(Collected data)
━━━━━━━━━━━━━━━━━━━━━━━━━━━━━━

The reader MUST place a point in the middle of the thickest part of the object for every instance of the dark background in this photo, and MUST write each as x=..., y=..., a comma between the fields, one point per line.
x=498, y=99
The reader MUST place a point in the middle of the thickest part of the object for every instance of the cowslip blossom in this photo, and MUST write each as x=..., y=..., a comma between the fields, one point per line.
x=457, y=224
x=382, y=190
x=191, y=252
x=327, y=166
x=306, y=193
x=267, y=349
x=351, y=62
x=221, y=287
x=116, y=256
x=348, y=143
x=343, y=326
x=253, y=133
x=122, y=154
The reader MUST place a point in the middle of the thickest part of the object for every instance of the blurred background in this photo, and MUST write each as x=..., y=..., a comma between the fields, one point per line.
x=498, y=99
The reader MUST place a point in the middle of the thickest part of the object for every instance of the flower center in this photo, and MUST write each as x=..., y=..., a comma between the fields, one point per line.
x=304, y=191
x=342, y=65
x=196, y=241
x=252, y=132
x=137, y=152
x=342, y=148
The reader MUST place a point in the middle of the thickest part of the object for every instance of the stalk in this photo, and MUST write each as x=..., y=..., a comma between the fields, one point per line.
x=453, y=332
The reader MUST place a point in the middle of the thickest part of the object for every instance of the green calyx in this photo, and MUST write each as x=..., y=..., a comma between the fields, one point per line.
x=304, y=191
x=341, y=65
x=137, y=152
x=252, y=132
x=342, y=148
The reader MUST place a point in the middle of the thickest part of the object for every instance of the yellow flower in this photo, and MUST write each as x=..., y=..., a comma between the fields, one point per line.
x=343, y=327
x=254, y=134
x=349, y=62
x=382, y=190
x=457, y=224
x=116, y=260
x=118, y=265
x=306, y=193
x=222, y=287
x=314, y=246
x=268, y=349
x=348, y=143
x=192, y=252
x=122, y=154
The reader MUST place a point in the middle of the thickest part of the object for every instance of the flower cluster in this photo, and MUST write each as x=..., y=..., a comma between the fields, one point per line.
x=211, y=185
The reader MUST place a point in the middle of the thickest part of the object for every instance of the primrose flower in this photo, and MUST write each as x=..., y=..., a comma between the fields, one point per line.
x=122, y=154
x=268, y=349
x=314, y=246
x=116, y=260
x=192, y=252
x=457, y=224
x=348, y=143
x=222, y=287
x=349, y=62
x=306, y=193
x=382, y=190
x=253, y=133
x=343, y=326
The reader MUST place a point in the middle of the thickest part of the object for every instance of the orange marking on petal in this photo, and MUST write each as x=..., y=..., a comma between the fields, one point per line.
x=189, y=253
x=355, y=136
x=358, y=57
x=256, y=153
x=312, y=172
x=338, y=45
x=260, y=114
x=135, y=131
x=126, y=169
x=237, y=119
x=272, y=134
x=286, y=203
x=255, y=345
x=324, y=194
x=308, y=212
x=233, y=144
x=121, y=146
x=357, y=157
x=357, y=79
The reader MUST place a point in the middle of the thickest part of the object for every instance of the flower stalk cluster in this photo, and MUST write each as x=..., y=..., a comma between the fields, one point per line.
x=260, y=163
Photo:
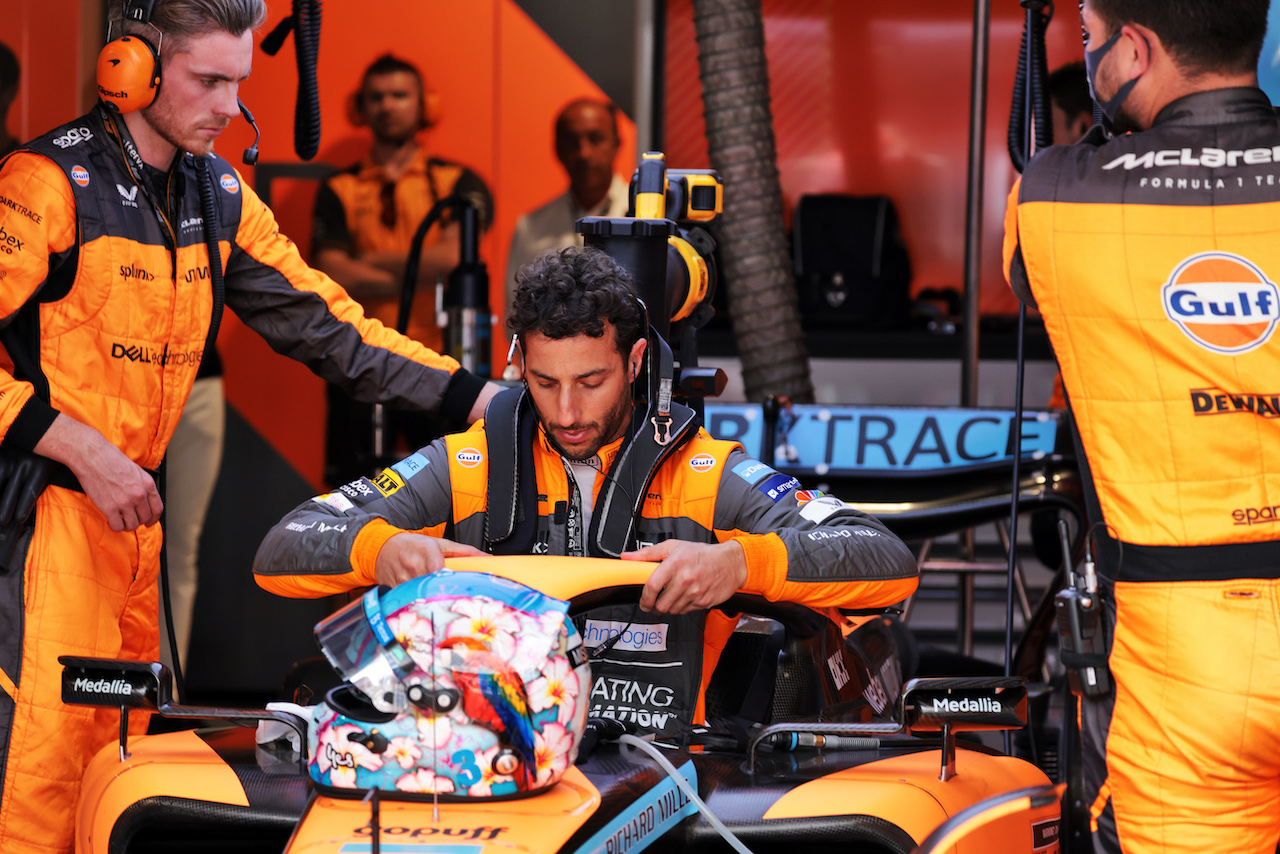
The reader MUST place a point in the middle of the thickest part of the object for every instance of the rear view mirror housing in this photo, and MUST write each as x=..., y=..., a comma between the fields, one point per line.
x=964, y=704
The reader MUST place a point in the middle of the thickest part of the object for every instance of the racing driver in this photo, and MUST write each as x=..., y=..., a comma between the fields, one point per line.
x=716, y=520
x=1157, y=252
x=106, y=307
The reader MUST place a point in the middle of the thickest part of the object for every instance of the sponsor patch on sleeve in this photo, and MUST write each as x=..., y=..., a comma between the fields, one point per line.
x=778, y=485
x=334, y=499
x=817, y=510
x=359, y=492
x=753, y=471
x=388, y=482
x=410, y=466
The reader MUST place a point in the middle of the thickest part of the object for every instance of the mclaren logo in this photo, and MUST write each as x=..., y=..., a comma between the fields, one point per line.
x=987, y=704
x=1211, y=158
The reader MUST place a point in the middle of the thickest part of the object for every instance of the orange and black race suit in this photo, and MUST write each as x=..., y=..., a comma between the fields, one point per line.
x=359, y=210
x=105, y=302
x=800, y=547
x=1153, y=259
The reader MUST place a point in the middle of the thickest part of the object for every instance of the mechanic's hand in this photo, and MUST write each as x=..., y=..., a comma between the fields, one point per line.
x=117, y=485
x=693, y=576
x=408, y=556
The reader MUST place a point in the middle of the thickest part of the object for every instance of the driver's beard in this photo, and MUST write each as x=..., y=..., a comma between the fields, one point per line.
x=615, y=425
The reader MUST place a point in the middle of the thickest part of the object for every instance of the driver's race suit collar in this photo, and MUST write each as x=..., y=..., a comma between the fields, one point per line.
x=1216, y=106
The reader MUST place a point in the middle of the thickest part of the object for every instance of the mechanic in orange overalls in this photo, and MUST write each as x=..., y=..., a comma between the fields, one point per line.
x=364, y=225
x=1153, y=259
x=106, y=309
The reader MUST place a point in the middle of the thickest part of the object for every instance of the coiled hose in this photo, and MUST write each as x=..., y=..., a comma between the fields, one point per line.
x=1038, y=14
x=305, y=23
x=415, y=259
x=209, y=210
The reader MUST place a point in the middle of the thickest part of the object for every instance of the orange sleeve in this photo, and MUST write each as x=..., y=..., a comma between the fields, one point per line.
x=37, y=229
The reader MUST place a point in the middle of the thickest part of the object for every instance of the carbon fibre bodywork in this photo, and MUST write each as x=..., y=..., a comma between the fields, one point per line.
x=215, y=789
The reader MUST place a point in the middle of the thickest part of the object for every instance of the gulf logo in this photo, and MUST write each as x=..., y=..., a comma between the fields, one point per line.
x=702, y=462
x=1223, y=302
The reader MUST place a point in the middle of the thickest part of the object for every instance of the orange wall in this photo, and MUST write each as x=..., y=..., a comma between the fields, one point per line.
x=56, y=60
x=873, y=97
x=867, y=97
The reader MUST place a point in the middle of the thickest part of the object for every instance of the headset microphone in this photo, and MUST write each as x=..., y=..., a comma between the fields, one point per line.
x=250, y=153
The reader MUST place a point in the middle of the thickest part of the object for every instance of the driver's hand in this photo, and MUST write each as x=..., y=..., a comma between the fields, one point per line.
x=693, y=576
x=408, y=556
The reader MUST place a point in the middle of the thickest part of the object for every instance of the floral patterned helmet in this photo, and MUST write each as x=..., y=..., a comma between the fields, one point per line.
x=460, y=684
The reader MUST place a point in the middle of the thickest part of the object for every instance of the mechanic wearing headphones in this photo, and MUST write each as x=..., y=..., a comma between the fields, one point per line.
x=108, y=310
x=717, y=520
x=1156, y=252
x=365, y=219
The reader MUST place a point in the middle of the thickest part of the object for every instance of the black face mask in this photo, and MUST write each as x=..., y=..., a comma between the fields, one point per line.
x=1092, y=59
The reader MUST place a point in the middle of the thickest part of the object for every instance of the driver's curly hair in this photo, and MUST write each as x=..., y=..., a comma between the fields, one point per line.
x=572, y=292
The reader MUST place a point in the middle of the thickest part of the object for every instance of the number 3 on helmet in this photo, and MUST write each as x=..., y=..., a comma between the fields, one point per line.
x=128, y=68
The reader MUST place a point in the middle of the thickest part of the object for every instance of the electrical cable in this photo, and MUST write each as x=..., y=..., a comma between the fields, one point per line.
x=679, y=779
x=209, y=210
x=1031, y=86
x=305, y=24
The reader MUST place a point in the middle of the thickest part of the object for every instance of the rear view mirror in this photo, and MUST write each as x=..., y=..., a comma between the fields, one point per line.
x=951, y=706
x=106, y=681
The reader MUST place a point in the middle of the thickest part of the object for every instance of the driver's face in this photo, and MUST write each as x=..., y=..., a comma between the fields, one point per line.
x=581, y=388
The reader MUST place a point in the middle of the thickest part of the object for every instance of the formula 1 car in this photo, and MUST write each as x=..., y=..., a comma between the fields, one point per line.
x=830, y=752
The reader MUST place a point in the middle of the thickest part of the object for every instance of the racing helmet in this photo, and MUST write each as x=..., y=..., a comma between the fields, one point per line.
x=460, y=685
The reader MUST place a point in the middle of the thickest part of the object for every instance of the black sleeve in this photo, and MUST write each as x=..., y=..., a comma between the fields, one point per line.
x=329, y=222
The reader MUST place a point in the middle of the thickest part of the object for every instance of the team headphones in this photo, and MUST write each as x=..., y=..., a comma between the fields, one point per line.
x=128, y=67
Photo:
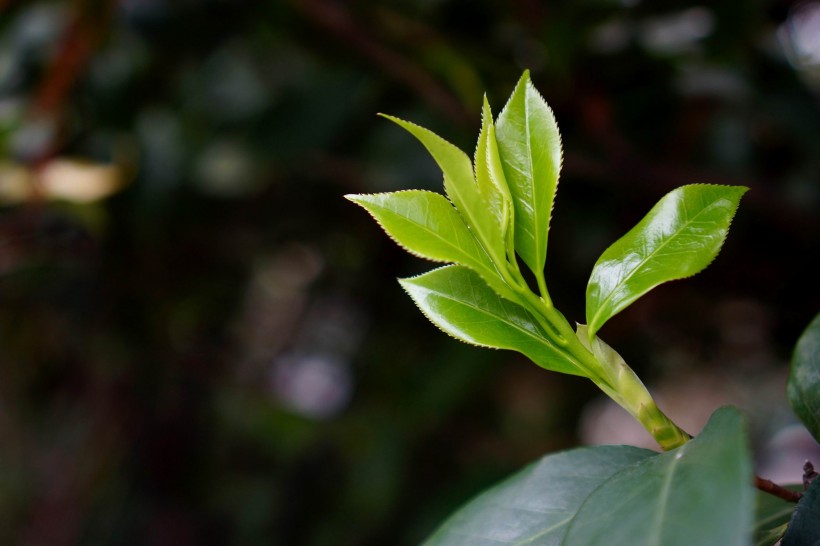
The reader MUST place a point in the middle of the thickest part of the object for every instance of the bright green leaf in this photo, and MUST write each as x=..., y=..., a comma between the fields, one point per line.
x=425, y=224
x=535, y=505
x=804, y=527
x=461, y=187
x=458, y=301
x=679, y=237
x=804, y=380
x=489, y=174
x=530, y=148
x=699, y=493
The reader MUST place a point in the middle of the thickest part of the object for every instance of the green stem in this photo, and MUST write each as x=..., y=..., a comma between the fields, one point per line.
x=612, y=376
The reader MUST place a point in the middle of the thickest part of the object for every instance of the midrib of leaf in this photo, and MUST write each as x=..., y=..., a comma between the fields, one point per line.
x=549, y=529
x=664, y=498
x=459, y=250
x=649, y=257
x=506, y=319
x=533, y=196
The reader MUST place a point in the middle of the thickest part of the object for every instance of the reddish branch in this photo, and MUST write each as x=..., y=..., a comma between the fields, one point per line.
x=772, y=488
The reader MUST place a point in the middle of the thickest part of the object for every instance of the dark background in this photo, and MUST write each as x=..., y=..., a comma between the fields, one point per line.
x=202, y=342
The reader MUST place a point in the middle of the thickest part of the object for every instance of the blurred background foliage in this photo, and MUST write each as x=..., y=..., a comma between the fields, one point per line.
x=201, y=342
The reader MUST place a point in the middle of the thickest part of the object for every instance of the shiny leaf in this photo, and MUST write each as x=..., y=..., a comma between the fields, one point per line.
x=461, y=187
x=804, y=527
x=699, y=493
x=535, y=505
x=679, y=237
x=458, y=301
x=804, y=381
x=530, y=148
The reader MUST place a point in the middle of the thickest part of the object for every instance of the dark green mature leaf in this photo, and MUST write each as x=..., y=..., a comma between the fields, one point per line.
x=530, y=148
x=804, y=380
x=679, y=237
x=458, y=301
x=699, y=493
x=535, y=505
x=461, y=187
x=772, y=516
x=804, y=527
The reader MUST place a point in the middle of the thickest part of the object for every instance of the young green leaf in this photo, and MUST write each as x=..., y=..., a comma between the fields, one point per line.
x=535, y=505
x=699, y=493
x=461, y=187
x=804, y=527
x=804, y=380
x=457, y=300
x=530, y=148
x=489, y=174
x=679, y=237
x=425, y=224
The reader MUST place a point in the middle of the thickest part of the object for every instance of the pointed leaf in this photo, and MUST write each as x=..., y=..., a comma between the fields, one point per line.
x=458, y=301
x=804, y=527
x=679, y=237
x=425, y=224
x=804, y=379
x=535, y=505
x=530, y=148
x=461, y=187
x=699, y=493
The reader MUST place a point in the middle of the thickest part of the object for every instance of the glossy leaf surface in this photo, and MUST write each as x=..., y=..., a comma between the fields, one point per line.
x=699, y=493
x=535, y=505
x=679, y=237
x=530, y=148
x=458, y=301
x=804, y=380
x=461, y=187
x=804, y=527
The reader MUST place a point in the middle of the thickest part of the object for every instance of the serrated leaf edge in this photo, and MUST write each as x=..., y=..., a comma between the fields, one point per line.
x=543, y=338
x=352, y=198
x=590, y=320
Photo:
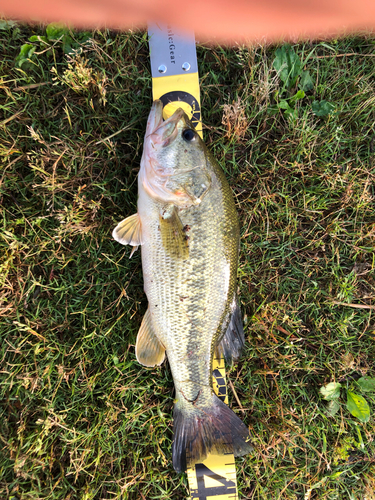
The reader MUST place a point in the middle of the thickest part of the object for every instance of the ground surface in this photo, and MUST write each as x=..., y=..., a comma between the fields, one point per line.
x=80, y=419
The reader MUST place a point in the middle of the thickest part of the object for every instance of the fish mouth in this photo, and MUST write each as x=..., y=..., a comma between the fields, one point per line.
x=163, y=132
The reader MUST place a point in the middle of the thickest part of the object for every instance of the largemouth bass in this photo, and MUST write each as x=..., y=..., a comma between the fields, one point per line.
x=188, y=230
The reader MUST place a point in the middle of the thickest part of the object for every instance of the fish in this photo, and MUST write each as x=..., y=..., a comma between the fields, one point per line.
x=188, y=230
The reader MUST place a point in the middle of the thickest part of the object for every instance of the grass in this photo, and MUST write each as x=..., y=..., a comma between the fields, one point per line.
x=80, y=419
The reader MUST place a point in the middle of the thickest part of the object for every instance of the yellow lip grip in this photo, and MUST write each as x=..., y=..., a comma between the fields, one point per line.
x=175, y=82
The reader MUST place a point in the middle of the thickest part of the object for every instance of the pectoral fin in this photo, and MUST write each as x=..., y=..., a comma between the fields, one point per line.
x=173, y=235
x=129, y=231
x=148, y=349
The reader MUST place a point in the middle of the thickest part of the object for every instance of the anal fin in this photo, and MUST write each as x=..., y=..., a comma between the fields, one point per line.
x=129, y=231
x=148, y=350
x=234, y=339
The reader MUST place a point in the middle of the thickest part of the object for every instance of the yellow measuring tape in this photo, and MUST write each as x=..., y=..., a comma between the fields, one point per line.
x=175, y=82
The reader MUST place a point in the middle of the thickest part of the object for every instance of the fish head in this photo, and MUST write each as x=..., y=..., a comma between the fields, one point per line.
x=174, y=162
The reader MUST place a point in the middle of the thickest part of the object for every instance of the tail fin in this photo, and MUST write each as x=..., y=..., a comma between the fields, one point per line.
x=199, y=431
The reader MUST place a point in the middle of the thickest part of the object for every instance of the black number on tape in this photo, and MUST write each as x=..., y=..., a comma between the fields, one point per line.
x=227, y=487
x=179, y=95
x=222, y=388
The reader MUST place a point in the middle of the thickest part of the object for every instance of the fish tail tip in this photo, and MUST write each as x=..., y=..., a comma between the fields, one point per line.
x=213, y=429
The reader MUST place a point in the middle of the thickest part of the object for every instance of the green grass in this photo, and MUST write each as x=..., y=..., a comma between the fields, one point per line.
x=80, y=419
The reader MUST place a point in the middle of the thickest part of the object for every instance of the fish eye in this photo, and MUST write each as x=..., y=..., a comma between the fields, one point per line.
x=188, y=135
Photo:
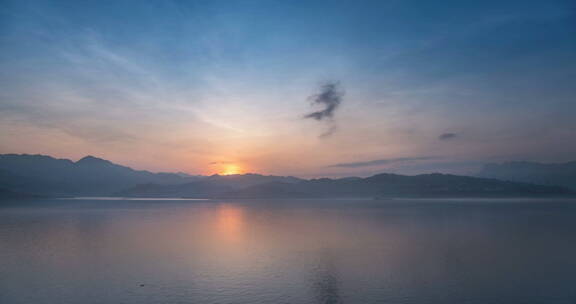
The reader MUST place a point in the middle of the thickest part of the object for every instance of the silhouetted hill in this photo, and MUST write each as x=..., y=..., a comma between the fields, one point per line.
x=45, y=175
x=381, y=185
x=561, y=174
x=207, y=187
x=88, y=176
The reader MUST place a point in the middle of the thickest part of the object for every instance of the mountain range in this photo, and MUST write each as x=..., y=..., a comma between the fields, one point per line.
x=23, y=175
x=561, y=174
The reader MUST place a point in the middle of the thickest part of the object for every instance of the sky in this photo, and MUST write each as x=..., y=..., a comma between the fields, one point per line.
x=203, y=86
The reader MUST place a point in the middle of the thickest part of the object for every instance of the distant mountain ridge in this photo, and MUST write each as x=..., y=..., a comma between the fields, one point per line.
x=88, y=176
x=377, y=186
x=28, y=175
x=561, y=174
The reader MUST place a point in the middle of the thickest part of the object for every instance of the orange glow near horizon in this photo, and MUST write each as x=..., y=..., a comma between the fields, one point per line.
x=231, y=169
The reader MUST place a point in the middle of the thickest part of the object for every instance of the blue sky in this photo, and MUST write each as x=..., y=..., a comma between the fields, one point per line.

━━━━━━━━━━━━━━━━━━━━━━━━━━━━━━

* **EXERCISE AIM**: Reproduce the records from the line containing "the racing helmet" through the line containing "x=329, y=222" as a Markdown table with the columns Row and Line, omitting any blank lines.

* **SOLUTION TO THIS TASK**:
| Row | Line |
|---|---|
| 1 | The reader MUST place a point in the middle of the thickest part of the object for every instance of the racing helmet in this photo, and MUST write each as x=..., y=..., a comma between the fields, one point per line. |
| 2 | x=460, y=685 |
| 3 | The reader MUST place a point in the middle of the thickest part of the object for every instance of the black sleeve in this photo, and MUST write each as x=..., y=..., a comma between the fields, one point per line. |
| 4 | x=329, y=222 |